* **Work instructions**
Give the data below again, word for word.

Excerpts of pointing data
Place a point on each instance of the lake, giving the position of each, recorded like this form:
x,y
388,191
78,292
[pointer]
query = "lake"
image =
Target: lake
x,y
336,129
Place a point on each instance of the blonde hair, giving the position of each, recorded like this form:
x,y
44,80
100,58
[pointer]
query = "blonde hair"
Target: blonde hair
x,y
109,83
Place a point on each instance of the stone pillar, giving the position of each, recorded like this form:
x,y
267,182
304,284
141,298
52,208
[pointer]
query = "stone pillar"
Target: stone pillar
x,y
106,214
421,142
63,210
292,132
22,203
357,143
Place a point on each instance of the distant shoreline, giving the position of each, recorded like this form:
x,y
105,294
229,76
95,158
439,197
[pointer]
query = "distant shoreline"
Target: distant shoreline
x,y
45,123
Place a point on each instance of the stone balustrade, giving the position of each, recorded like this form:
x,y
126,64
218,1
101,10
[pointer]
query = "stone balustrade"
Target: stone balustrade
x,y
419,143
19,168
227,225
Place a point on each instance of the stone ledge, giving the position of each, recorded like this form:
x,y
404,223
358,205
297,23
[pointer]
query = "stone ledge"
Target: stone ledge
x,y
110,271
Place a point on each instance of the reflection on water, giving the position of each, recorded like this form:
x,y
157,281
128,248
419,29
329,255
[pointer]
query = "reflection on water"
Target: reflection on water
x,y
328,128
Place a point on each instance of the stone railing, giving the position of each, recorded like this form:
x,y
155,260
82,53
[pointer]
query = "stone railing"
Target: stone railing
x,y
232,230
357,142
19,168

* **Problem solution**
Place a point on each instance of the lake, giving the position of each, recorded like this form:
x,y
388,191
78,292
[pointer]
query = "lake"
image =
Target: lake
x,y
336,129
Place a point on each instance of the blonde hair, giving the position of each, recorded like this form:
x,y
44,80
100,58
[pointer]
query = "blonde hair"
Target: blonde hair
x,y
109,83
Place a point on each instance of the stone pillar, giving the position of each, recorded like this form:
x,y
267,182
304,284
141,298
52,208
[pointer]
query = "stone pillar"
Target: stone pillar
x,y
106,214
421,142
63,210
292,132
22,203
357,143
Place a point on each instance of the distant shoreline, giving the position of each, recorded like this form:
x,y
105,294
229,76
95,158
439,197
[pointer]
query = "distant shoreline"
Target: distant shoreline
x,y
45,123
Place a point on each instance of the stone balustrade, giving the position of each, recorded like this form:
x,y
126,64
218,1
101,10
[pointer]
query = "stone balustrade"
Target: stone balustrade
x,y
419,143
19,168
227,225
Place a point on each instance of the stone ledge, giving the position of each, recorded like this form:
x,y
404,223
358,205
297,23
[pointer]
query = "stone ledge"
Target: stone ledge
x,y
110,271
Place a point on each instance of the reflection on water, giving the position of each, recorded like this form:
x,y
157,281
128,248
419,29
329,255
[pointer]
query = "reflection on water"
Target: reflection on water
x,y
328,128
Place a point on each instance of the stone railing, giving the position of each, recorded like this form:
x,y
155,260
82,53
[pointer]
query = "stone railing"
Target: stone railing
x,y
232,230
357,142
19,168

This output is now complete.